■ **Task item**:
Set down each record that follows exactly. Drop the images.
═════ Material provided ═════
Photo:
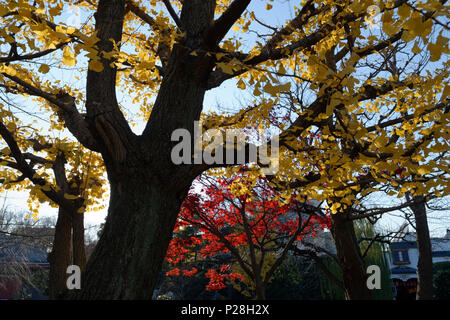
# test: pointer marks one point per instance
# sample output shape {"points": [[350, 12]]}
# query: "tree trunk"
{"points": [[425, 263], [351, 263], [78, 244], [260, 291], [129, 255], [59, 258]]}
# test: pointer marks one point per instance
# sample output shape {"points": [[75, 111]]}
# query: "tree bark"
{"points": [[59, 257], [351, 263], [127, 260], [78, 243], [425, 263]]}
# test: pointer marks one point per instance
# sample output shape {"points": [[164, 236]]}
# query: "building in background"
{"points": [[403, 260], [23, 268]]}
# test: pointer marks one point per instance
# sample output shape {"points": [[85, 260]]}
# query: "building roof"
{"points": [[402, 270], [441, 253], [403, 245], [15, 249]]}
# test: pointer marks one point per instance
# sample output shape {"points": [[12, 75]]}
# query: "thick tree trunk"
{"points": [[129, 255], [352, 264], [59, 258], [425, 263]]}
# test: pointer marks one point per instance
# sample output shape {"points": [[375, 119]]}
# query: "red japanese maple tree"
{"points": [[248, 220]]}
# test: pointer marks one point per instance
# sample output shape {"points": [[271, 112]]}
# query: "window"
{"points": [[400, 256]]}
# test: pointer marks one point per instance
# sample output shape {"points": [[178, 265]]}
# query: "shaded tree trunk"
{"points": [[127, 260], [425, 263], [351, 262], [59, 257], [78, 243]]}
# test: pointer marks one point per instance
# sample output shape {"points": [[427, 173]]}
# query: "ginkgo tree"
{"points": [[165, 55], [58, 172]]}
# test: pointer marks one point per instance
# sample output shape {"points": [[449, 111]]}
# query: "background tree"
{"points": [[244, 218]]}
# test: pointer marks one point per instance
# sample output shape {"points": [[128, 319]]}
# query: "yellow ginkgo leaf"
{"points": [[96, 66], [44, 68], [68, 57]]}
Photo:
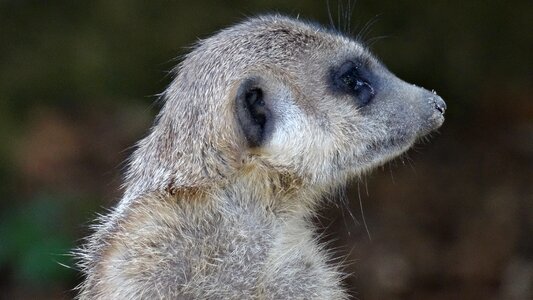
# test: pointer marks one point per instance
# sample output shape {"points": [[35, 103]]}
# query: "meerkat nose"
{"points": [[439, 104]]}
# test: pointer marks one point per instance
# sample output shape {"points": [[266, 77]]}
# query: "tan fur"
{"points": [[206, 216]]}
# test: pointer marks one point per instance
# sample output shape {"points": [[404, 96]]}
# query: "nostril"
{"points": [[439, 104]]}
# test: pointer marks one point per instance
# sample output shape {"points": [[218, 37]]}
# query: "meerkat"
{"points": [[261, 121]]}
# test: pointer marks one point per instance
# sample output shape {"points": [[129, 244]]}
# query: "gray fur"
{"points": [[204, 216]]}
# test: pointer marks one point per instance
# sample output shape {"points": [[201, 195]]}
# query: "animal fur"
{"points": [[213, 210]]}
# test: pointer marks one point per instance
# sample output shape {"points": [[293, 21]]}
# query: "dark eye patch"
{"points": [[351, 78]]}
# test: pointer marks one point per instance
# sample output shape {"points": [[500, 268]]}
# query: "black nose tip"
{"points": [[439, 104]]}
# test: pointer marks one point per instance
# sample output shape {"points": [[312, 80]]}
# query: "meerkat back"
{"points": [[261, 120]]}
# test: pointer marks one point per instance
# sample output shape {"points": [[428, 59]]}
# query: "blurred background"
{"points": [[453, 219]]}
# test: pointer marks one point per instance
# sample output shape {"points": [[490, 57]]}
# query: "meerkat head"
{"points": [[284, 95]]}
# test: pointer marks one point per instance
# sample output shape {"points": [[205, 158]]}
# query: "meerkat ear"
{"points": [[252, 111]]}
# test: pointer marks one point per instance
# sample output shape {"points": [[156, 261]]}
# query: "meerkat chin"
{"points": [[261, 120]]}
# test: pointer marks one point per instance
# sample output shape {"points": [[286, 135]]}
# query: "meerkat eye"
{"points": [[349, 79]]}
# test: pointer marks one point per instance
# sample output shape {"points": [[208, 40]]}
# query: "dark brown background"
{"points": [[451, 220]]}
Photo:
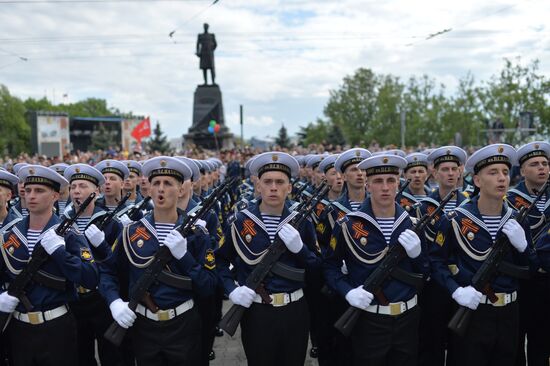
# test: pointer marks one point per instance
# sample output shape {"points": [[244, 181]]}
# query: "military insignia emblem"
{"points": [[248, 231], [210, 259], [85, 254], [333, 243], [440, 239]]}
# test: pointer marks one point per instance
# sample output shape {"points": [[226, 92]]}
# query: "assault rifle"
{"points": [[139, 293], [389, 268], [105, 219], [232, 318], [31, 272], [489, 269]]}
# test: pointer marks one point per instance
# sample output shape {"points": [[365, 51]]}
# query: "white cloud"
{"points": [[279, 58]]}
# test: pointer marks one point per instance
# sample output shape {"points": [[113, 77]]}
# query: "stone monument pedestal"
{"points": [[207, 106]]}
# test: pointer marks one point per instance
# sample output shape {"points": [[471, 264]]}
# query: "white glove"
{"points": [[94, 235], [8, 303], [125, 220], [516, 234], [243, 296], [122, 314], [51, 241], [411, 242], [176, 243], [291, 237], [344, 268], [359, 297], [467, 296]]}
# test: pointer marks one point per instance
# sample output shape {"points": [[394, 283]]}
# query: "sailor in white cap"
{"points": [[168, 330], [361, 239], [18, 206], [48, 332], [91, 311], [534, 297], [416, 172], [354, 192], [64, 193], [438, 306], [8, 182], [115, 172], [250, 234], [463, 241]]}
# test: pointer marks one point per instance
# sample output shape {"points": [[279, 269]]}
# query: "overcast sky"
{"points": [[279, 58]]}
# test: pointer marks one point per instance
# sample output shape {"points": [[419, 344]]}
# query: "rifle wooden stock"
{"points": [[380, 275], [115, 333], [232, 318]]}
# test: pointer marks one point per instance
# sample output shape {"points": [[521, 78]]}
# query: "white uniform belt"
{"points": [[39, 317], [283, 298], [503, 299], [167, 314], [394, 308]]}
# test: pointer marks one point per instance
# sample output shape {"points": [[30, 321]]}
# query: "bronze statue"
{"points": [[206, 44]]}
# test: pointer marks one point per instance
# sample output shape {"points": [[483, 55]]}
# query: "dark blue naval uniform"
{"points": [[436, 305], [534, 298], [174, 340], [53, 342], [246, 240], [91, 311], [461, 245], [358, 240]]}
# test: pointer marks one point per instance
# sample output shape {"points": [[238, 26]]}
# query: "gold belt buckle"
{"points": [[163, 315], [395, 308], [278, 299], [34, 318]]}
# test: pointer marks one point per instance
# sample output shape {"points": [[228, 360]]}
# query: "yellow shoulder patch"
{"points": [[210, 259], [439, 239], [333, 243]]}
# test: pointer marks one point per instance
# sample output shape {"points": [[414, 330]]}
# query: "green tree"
═════
■ **Exercise result**:
Photo:
# test: pointer marks one point per instance
# sample output shape {"points": [[350, 12]]}
# query: "tree trunk"
{"points": [[425, 263], [351, 263], [78, 244], [260, 291], [129, 255], [59, 258]]}
# test: pointer marks one point per instance
# sample output shape {"points": [[75, 111]]}
# query: "tree bark"
{"points": [[59, 257], [351, 263], [127, 260], [78, 243], [425, 263]]}
# test: pointer marks one point per instance
# sample output shape {"points": [[164, 236]]}
# query: "building in background"
{"points": [[403, 260], [23, 268]]}
# test: pointer marks one point per instance
# sample output shape {"points": [[85, 260]]}
# query: "building roof"
{"points": [[402, 270], [441, 253], [403, 245], [15, 249]]}
# test: pointer marks one point per instance
# sample output shape {"points": [[12, 75]]}
# query: "thick tree trunk"
{"points": [[129, 255], [352, 264], [59, 258], [425, 263]]}
# test: pointer marks one point per instance
# sample output shape {"points": [[375, 119]]}
# query: "red japanese maple tree"
{"points": [[248, 220]]}
# test: pointer marks one point per instance
# sample output shape {"points": [[271, 112]]}
# query: "window"
{"points": [[400, 256]]}
# test: pointer marks one point per instance
# sample output shape {"points": [[178, 265]]}
# query: "shaded tree trunk"
{"points": [[127, 260], [425, 263], [351, 262], [59, 257], [78, 243]]}
# test: pointer marks one point per instance
# sample output shape {"points": [[427, 173]]}
# query: "ginkgo tree"
{"points": [[165, 55], [58, 172]]}
# test: pointer marks one point per instance
# sample output shape {"points": [[449, 111]]}
# query: "background tree"
{"points": [[244, 218]]}
# test: pointer marks one point per instance
# sample output shape {"points": [[128, 319]]}
# query: "yellow ginkgo leaf"
{"points": [[96, 66], [44, 68], [68, 57]]}
Photo:
# test: pointer marks one point per instance
# sample output shape {"points": [[35, 103]]}
# query: "meerkat nose"
{"points": [[439, 104]]}
# test: pointer marks one point per instance
# sample output shape {"points": [[266, 77]]}
# query: "tan fur"
{"points": [[206, 216]]}
# test: pointer marks one point per instance
# sample output shape {"points": [[404, 96]]}
# query: "nostril"
{"points": [[439, 104]]}
# test: pointer marks one point per instance
# sample output shape {"points": [[218, 37]]}
# query: "meerkat"
{"points": [[261, 121]]}
# test: pointer marks one point per instance
# sample output shape {"points": [[129, 244]]}
# query: "gray fur"
{"points": [[204, 216]]}
# test: pointer marks one point per instance
# sample output shape {"points": [[201, 195]]}
# query: "animal fur"
{"points": [[213, 210]]}
# test: pointer marks one point per instance
# sample output shape {"points": [[293, 21]]}
# query: "dark eye patch"
{"points": [[351, 78]]}
# test: pointer marks one point per instance
# sample output shape {"points": [[500, 268]]}
# query: "black nose tip"
{"points": [[439, 104]]}
# test: pointer marks one point per instance
# sample output shape {"points": [[312, 80]]}
# query: "meerkat back"
{"points": [[261, 120]]}
# test: pointer marks one point per instance
# sample output shape {"points": [[428, 59]]}
# query: "blurred background"
{"points": [[453, 219]]}
# test: pointer marks one point per instance
# sample output shape {"points": [[490, 57]]}
# query: "meerkat head"
{"points": [[284, 95]]}
# test: pointer marks one point per instance
# sample output shape {"points": [[205, 158]]}
# query: "meerkat ear"
{"points": [[252, 111]]}
# test: pointer marks one point per instance
# sample output shape {"points": [[156, 261]]}
# query: "meerkat chin"
{"points": [[261, 120]]}
# test: pointer marks one point per instance
# sample output shape {"points": [[286, 135]]}
# query: "meerkat eye"
{"points": [[349, 79]]}
# test: pointer marks one point per instance
# sample output shape {"points": [[208, 40]]}
# query: "dark brown background"
{"points": [[451, 220]]}
Photo:
# test: pointer marks one point per instance
# sample output shape {"points": [[244, 181]]}
# query: "military insignia emblem"
{"points": [[248, 231], [210, 259], [85, 254], [333, 243], [440, 239]]}
# test: pointer marks one point per instance
# sample output shape {"points": [[226, 92]]}
# query: "assault rifle"
{"points": [[139, 293], [389, 268], [105, 219], [232, 318], [31, 272], [489, 269]]}
# test: pointer marks one point per instance
# sample output shape {"points": [[365, 51]]}
# query: "white cloud"
{"points": [[279, 58]]}
# test: pointer marks one point per instance
# sample output shape {"points": [[113, 77]]}
# query: "stone monument pedestal"
{"points": [[207, 106]]}
# test: pointer marks one point per instance
# sample output shape {"points": [[471, 264]]}
# query: "white glove"
{"points": [[94, 235], [8, 303], [125, 220], [516, 234], [243, 296], [122, 314], [51, 241], [411, 242], [176, 243], [291, 237], [344, 268], [359, 297], [467, 296]]}
# test: pointer marks one point per instance
# sample output shape {"points": [[394, 283]]}
# query: "sailor in white cap"
{"points": [[168, 330], [361, 239], [18, 206], [48, 332], [91, 311], [534, 297], [416, 172], [354, 192], [64, 193], [438, 306], [8, 182], [115, 172], [250, 234], [463, 241]]}
# test: pointer marks one point per instance
# sample output shape {"points": [[279, 269]]}
# query: "overcast sky"
{"points": [[279, 58]]}
# test: pointer marks one point per instance
# sample output shape {"points": [[419, 344]]}
# query: "rifle wooden stock"
{"points": [[380, 275], [115, 333], [232, 318]]}
# test: pointer marks one point per instance
# sample output shape {"points": [[521, 78]]}
# query: "white uniform belt"
{"points": [[39, 317], [283, 298], [503, 299], [167, 314], [394, 308]]}
# test: pointer marks one point per instance
# sample output shape {"points": [[30, 321]]}
# query: "bronze statue"
{"points": [[206, 44]]}
# test: pointer marks one point per instance
# sample output shape {"points": [[483, 55]]}
# query: "dark blue naval uniform"
{"points": [[436, 305], [534, 298], [174, 340], [53, 342], [246, 240], [91, 311], [461, 245], [358, 240]]}
# test: pointer marks one point per instance
# sample output shape {"points": [[238, 26]]}
# query: "gold belt buckle"
{"points": [[163, 315], [395, 308], [278, 299], [34, 318]]}
# test: pointer marks one point per instance
# sample output shape {"points": [[228, 360]]}
# query: "yellow shoulder patch"
{"points": [[210, 259], [439, 239], [333, 243]]}
# test: pointer marks one point per instance
# sample output shape {"points": [[414, 330]]}
# query: "green tree"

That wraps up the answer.